[Referring expression data]
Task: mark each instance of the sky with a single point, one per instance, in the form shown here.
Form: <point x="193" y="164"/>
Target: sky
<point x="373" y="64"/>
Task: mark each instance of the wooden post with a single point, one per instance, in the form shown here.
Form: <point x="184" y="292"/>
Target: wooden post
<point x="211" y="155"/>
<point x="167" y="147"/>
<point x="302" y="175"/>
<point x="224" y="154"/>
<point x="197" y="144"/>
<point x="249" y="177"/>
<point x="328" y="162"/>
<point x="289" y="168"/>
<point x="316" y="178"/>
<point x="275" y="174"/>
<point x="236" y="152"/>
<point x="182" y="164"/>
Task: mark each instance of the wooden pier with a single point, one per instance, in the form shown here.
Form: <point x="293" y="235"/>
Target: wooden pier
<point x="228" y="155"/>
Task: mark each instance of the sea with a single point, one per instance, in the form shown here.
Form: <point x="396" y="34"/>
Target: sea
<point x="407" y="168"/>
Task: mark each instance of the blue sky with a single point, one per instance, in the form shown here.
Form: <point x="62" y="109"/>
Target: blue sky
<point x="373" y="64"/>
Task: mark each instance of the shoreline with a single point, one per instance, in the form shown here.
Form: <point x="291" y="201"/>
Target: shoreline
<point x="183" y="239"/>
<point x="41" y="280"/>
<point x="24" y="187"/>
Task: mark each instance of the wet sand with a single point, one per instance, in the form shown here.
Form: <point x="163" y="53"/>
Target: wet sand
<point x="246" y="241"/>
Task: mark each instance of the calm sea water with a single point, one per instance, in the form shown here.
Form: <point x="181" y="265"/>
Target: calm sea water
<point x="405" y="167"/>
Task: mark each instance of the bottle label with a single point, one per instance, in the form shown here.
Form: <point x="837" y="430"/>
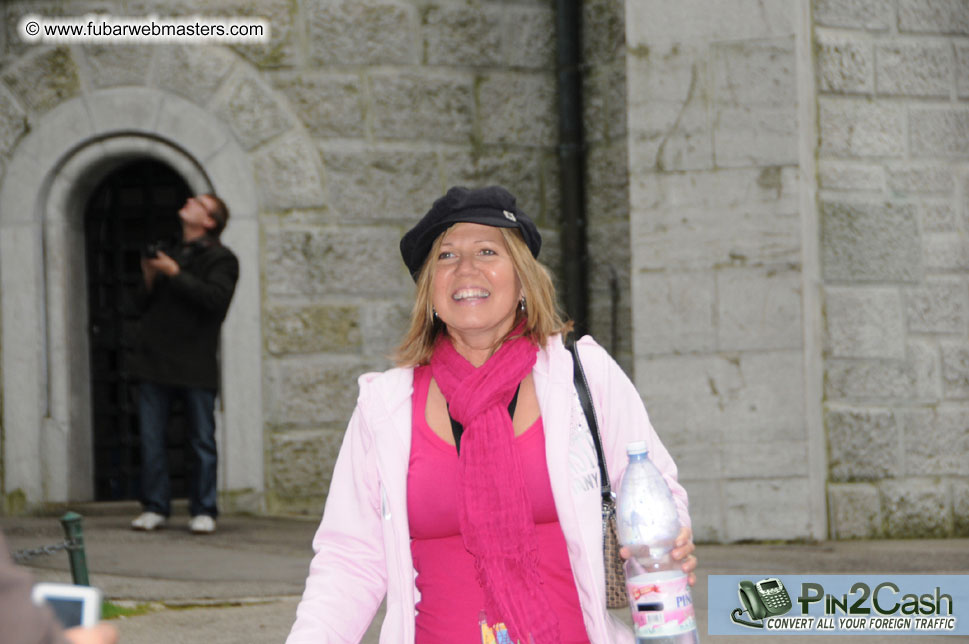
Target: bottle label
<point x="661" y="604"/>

...

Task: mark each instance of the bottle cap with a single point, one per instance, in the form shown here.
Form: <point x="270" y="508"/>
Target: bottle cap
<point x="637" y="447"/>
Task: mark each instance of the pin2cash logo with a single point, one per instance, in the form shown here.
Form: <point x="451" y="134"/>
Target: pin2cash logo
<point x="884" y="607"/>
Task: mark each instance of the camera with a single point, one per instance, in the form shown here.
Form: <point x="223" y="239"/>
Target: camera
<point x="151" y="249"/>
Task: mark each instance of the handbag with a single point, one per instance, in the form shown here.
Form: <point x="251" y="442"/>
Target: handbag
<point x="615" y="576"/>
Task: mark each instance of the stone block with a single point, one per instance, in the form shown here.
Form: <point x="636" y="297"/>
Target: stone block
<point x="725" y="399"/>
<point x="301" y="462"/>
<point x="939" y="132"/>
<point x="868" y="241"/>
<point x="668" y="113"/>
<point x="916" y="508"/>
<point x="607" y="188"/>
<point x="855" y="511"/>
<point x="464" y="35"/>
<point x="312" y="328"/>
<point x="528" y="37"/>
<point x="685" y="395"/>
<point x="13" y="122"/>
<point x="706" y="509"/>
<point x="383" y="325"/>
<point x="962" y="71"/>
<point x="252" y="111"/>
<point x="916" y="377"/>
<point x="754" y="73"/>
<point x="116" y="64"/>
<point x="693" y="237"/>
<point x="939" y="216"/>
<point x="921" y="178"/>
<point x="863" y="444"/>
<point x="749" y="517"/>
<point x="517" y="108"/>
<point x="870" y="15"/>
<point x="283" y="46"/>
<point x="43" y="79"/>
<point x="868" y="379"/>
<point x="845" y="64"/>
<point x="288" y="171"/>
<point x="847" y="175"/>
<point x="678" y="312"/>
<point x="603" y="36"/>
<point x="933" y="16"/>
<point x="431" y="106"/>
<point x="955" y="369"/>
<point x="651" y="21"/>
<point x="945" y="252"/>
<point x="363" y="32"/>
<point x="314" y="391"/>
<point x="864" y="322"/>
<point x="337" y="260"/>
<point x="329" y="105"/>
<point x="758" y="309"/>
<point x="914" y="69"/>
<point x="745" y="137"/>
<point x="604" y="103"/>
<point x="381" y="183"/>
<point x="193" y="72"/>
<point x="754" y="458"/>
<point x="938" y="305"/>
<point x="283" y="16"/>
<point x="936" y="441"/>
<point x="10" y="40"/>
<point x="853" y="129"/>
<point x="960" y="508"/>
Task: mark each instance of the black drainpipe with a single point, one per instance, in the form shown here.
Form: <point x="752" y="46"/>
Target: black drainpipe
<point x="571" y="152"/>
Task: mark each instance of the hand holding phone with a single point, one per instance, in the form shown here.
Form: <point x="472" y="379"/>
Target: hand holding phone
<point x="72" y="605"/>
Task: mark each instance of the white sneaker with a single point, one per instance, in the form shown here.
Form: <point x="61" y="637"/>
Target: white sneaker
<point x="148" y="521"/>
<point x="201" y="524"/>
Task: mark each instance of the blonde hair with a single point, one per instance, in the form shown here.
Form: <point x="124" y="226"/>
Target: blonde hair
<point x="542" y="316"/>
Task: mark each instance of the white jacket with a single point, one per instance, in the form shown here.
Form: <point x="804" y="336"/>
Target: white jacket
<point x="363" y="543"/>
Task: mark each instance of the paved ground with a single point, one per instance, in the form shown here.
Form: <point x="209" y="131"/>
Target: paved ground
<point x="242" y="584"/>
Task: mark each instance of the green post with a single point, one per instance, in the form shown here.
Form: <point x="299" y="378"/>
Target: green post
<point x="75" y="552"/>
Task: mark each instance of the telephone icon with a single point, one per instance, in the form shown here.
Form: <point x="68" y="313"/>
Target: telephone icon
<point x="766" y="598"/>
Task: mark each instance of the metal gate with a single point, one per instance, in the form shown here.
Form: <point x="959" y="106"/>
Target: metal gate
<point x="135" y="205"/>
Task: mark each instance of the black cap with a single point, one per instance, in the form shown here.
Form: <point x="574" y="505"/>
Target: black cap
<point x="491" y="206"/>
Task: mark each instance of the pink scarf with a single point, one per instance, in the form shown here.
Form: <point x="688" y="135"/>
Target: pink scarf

--

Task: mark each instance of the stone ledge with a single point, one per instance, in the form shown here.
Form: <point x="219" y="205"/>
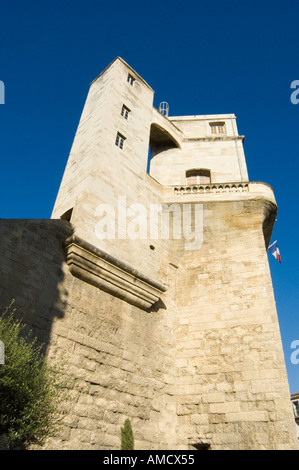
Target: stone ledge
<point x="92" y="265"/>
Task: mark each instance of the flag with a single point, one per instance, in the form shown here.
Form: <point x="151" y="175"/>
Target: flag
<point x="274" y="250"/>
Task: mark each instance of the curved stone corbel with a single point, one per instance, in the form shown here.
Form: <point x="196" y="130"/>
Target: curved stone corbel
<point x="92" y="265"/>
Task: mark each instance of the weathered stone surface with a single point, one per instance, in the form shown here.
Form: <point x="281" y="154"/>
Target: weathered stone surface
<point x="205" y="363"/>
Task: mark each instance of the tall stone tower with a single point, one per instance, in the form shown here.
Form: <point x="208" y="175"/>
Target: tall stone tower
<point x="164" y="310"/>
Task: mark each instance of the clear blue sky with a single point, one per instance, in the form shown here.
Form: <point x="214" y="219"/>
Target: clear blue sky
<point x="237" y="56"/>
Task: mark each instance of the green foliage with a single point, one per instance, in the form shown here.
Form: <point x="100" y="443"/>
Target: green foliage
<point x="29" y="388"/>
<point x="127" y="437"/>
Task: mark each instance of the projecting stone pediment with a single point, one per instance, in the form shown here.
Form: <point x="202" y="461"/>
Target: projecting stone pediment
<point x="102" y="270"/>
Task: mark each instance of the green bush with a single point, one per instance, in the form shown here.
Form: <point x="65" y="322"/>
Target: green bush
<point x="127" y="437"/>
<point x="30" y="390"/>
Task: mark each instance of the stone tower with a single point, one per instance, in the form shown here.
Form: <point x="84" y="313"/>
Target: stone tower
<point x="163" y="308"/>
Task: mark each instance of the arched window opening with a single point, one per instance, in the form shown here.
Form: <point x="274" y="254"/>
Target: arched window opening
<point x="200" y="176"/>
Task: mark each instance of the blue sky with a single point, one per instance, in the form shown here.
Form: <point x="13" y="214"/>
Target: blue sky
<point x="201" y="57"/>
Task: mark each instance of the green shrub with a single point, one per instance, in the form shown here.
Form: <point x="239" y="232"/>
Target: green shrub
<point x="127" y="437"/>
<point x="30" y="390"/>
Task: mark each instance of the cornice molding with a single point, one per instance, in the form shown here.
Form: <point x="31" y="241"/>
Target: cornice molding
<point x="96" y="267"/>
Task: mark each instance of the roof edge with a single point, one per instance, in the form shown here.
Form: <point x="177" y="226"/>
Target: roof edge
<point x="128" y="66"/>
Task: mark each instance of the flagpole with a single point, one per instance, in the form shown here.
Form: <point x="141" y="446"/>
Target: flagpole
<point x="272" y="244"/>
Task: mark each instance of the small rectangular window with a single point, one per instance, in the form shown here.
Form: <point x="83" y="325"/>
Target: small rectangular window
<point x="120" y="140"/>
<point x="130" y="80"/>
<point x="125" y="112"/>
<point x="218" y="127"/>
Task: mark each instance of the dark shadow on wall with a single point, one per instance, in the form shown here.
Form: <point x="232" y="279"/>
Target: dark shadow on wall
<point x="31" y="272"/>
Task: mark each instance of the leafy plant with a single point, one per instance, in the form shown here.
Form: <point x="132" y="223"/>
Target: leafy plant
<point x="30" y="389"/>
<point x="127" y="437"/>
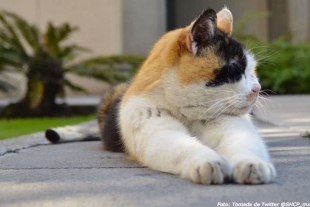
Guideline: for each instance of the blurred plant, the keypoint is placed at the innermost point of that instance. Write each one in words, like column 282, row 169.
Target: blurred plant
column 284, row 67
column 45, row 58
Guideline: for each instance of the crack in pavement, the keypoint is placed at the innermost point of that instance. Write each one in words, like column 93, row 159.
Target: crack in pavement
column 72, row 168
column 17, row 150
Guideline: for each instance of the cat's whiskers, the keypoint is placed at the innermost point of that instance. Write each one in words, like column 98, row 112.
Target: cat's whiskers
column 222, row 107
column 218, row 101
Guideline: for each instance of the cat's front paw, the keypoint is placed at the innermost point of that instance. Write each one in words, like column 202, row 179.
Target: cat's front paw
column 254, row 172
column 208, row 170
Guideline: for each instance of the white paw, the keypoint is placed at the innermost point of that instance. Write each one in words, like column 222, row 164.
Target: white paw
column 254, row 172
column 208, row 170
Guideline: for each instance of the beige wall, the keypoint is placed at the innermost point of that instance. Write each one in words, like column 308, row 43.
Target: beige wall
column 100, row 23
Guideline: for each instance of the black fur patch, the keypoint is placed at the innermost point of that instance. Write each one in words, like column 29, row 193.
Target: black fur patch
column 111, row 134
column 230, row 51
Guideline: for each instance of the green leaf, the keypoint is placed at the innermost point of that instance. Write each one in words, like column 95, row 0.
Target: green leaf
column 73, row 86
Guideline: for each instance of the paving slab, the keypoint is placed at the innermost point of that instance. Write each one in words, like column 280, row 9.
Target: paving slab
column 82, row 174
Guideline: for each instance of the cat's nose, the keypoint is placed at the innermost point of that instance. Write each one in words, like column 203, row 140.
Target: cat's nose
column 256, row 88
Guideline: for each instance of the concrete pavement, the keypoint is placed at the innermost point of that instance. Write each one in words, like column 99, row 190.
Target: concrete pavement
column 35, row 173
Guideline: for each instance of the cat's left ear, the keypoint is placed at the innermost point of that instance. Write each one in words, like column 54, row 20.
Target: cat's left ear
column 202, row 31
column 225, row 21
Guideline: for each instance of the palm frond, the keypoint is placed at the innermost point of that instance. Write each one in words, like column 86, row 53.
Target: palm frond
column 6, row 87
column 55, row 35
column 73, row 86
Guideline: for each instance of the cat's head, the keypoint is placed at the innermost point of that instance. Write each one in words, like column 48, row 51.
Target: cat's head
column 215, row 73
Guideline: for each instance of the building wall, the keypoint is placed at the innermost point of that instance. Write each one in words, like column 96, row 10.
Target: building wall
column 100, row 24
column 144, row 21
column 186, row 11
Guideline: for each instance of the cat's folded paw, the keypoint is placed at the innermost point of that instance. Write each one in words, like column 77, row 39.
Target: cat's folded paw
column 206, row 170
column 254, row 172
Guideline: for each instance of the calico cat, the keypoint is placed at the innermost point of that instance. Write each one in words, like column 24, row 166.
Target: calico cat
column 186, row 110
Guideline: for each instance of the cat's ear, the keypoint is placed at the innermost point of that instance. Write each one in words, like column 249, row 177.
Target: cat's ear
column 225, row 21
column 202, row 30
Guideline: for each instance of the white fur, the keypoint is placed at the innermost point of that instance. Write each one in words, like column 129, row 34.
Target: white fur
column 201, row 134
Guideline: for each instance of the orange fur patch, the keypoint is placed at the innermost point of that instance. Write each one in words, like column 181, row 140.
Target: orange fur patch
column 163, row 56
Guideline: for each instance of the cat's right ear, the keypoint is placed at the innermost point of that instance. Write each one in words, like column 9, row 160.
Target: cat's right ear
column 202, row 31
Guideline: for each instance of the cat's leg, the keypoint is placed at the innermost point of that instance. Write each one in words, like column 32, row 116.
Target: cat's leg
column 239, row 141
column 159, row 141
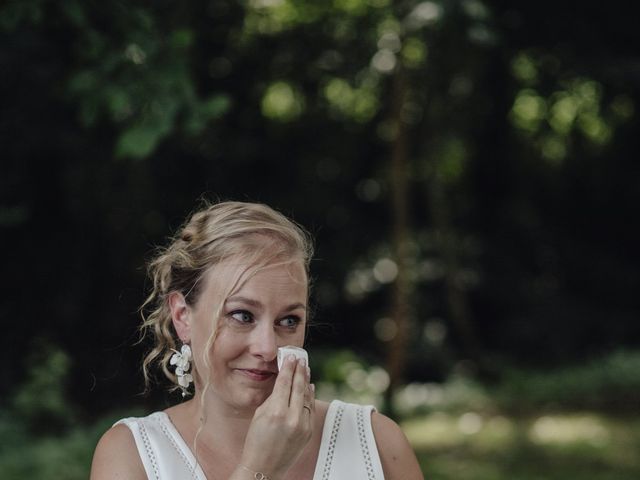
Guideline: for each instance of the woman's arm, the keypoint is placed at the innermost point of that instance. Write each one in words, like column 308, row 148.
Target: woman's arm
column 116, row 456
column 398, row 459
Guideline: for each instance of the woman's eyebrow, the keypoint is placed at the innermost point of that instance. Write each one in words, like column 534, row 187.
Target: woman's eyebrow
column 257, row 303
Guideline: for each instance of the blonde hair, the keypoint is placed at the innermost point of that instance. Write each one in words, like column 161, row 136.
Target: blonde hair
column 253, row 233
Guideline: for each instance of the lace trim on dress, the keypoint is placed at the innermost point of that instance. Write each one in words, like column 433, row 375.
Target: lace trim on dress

ASSIGNED TASK :: Each line of the data that has the string "trim" counts once; give the total and nothing else.

OUTPUT FOR THIS TASK :: 2